*COMPITI DA SVOLGERE:*
a. Quanti abitanti ha Milano secondo il brano sul berlusconismo e su Milano?
b. Secondo il brano sul berlusconismo e su Milano, perché l'operazione di conquista del Paese non ha dato fino in fondo i suoi frutti, per esempio un cambio di regime politico?

Che cos’è stato, che cos’è ancora, il berlusconismo se non la metastasi di quel cancro? Un po’ alla volta, a partire dalla costruzione di Milano 2 (e il nome è già un programma in quanto indica un “doppio”, non la città ma la sua ombra), la metastasi si espandeva in uno sforzo di conquista dell’intero Paese, grazie a un oligopolio mediatico dotatosi di una sua propaggine politica. Se l’operazione non ha dato fino in fondo i suoi frutti, come per esempio un cambio di regime politico, ciò si deve alla inconsistenza del personaggio Berlusconi, alla fin fine nient’altro che un ballista e un barzellettaro, travolto dalle manie di grandezza e dai vizi privati. Ma intanto restano – fosca eredità – un partito e una concentrazione di potere editoriale e propagandistico-pubblicitario non da poco (costruito, oltre che con l’appoggio governativo craxiano, con il vero e proprio imbroglio, come mostra l’affaire, oggi dimenticato, dell’acquisizione della Mondadori), che, anche in virtù della colpevole mancanza di una legge sul conflitto di interessi, ritornerà di sicuro come un incubo sulla scena pubblica.
È in una Milano più mangiata che da bere che si colloca la vicenda di Sala e della sua amministrazione comunale e del mimetismo, anziché della capacità di contrasto, che hanno mostrato nei confronti del berlusconismo di lunga durata. Milano non è una megalopoli del futuro, è una media città europea, con un milione e trecentomila abitanti. Sebbene non priva di un suo fascino, non è nemmeno una città “bella”, in un Paese che certamente di belle città ne sa qualcosa. Davvero strano, dunque, che si volesse farla diventare ciò che non è mai stata, un’attrattiva turistica attraverso la gentrificazione di alcuni suoi vecchi quartieri, saltando, però, la tappa probabilmente fondamentale – quella del passaggio da una dimensione austeramente popolare alla presa di possesso da parte dei nuovi ceti medi urbani legati, a questo punto, non tanto ad attività manifatturiere quanto al mondo delle produzioni immateriali – per rivolgersi direttamente ai super-ricchi, forse seguendo una teoria dello “sgocciolamento” applicata all’edilizia. Non si contestano i grattacieli in sé – questi ci possono stare –, ma il modo intensivo ed esclusivo in cui sono stati progettati; mentre l’edilizia sociale e popolare non solo non era incrementata, ma era abbandonata all’incuria.

*MATERIALE FORNITO:*
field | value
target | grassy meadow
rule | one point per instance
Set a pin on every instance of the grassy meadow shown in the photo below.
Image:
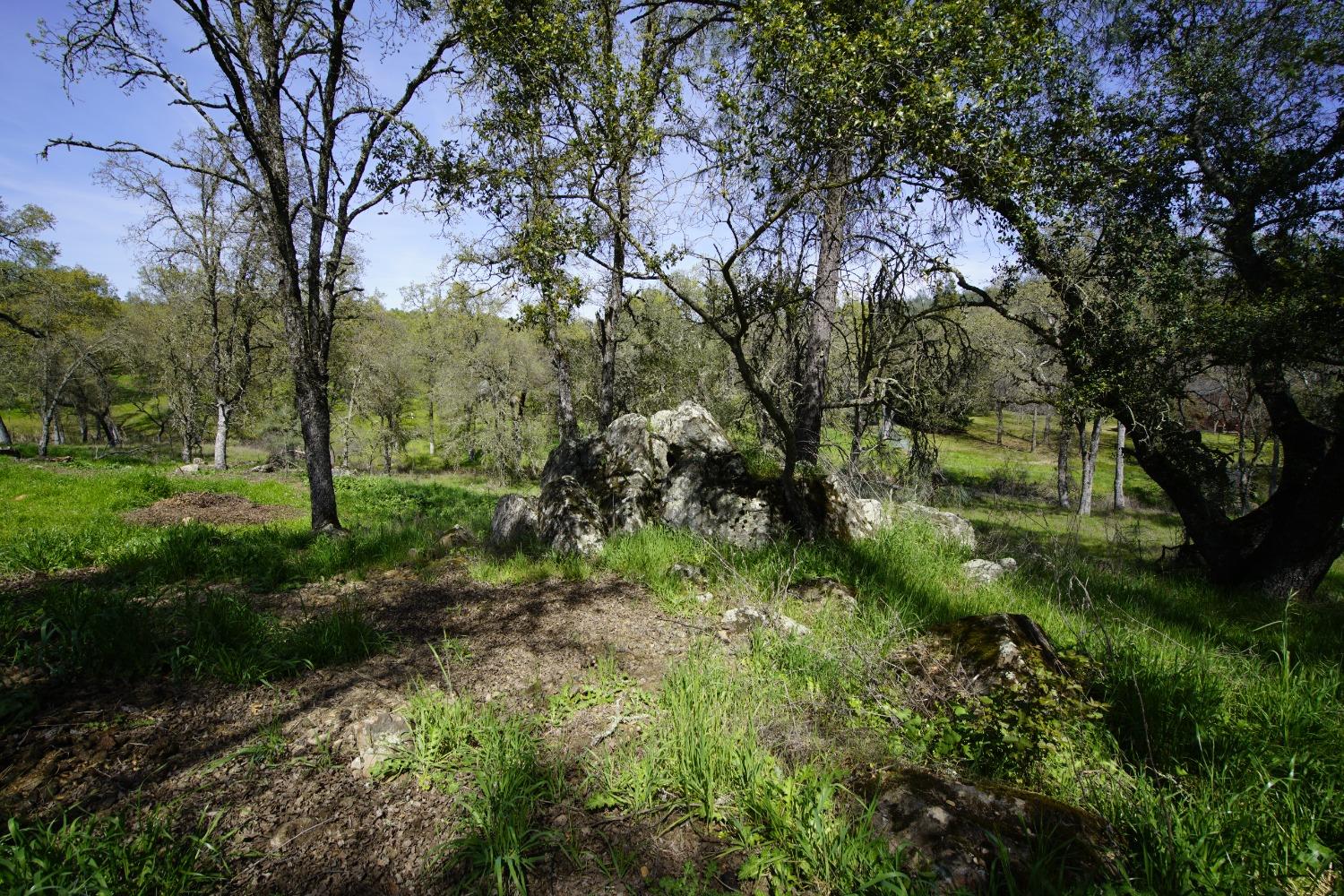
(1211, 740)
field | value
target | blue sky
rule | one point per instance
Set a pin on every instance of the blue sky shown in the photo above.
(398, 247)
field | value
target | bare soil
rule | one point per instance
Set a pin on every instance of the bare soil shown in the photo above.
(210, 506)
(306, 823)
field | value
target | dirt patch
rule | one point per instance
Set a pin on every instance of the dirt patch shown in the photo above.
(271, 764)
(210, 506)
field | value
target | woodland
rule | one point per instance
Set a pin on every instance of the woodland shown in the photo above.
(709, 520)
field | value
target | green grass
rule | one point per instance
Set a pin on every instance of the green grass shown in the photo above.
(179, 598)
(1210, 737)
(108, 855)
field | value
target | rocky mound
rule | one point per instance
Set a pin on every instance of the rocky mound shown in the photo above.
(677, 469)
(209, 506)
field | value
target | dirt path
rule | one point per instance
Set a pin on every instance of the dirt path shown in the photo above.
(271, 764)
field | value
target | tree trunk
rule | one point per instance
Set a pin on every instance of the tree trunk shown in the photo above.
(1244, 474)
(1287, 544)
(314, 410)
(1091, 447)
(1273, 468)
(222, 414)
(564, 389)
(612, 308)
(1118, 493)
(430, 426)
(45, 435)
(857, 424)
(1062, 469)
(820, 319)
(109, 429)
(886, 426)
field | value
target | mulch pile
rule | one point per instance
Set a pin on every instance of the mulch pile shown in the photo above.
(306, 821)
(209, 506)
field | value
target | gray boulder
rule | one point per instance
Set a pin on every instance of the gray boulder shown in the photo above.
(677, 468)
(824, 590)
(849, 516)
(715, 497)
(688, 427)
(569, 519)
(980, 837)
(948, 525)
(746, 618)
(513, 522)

*SOLUZIONI:*
a. Un milione e trecentomila abitanti.

b. Il motivo è l'inconsistenza del personaggio Berlusconi. Il brano lo descrive alla fin fine come nient'altro che un ballista e un barzellettaro, travolto dalle manie di grandezza e dai vizi privati.